§ WHAT IS BEING ASKED: Reproduce word for word the line that contains "point(349, 247)" and every line after it to the end of the records, with nothing else added.
--- START ---
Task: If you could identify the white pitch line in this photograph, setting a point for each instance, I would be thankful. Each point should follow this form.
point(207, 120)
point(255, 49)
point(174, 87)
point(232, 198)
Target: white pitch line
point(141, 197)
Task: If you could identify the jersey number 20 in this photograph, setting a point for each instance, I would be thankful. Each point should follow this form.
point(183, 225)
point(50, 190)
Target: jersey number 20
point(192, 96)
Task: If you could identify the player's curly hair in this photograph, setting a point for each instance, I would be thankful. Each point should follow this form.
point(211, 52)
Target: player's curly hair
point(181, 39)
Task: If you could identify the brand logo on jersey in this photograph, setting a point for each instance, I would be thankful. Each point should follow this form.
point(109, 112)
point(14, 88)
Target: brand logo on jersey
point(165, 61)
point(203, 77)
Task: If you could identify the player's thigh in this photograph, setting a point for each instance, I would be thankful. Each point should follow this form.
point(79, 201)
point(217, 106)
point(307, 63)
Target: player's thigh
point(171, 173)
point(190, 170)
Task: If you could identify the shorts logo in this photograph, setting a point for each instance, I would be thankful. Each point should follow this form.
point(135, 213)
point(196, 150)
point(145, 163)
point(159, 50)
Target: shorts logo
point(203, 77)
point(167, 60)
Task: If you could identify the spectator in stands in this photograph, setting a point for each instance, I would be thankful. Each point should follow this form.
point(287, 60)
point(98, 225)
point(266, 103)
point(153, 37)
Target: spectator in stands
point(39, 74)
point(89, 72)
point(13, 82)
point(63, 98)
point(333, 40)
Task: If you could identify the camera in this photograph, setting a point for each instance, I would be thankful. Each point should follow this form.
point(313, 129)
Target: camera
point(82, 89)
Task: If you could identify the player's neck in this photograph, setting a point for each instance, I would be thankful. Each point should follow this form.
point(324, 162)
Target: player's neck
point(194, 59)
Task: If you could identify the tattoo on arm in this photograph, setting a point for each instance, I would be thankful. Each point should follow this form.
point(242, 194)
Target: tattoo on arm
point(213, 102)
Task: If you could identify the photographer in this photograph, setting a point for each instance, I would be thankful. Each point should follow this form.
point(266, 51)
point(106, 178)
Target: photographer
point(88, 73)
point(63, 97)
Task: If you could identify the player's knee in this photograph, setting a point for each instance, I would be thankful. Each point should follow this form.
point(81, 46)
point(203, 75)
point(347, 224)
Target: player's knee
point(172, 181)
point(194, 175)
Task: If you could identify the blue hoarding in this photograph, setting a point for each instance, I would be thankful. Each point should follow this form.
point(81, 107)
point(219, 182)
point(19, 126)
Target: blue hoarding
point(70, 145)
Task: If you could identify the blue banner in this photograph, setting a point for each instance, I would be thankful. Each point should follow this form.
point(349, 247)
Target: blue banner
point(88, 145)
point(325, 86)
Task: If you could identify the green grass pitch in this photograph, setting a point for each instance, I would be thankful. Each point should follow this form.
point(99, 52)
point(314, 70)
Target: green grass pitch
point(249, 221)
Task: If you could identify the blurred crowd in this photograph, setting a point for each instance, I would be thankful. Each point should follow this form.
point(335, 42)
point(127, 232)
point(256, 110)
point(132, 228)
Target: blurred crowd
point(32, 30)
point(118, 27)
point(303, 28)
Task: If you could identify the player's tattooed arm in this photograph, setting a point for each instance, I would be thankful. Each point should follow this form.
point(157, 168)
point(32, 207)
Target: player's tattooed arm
--- END ---
§ RESPONSE BOX:
point(349, 247)
Target: blue banner
point(88, 145)
point(325, 86)
Task: If you could identify the green grass pitch in this photograph, setting a point for each instance, I would be thankful. Each point should follow this form.
point(99, 52)
point(314, 70)
Target: green grass pitch
point(249, 221)
Task: If you could identify the blurred crowd in this photograph, setting a point for each instance, I would be thankful. Each point should follow this form.
point(335, 42)
point(127, 232)
point(256, 110)
point(132, 228)
Target: blurred crowd
point(32, 30)
point(118, 27)
point(303, 28)
Task: If you could identify the player's tattooed arm in this photograph, setting a point for each instance, I would be thankful. Each point should follow this form.
point(157, 168)
point(32, 207)
Target: player's tattooed arm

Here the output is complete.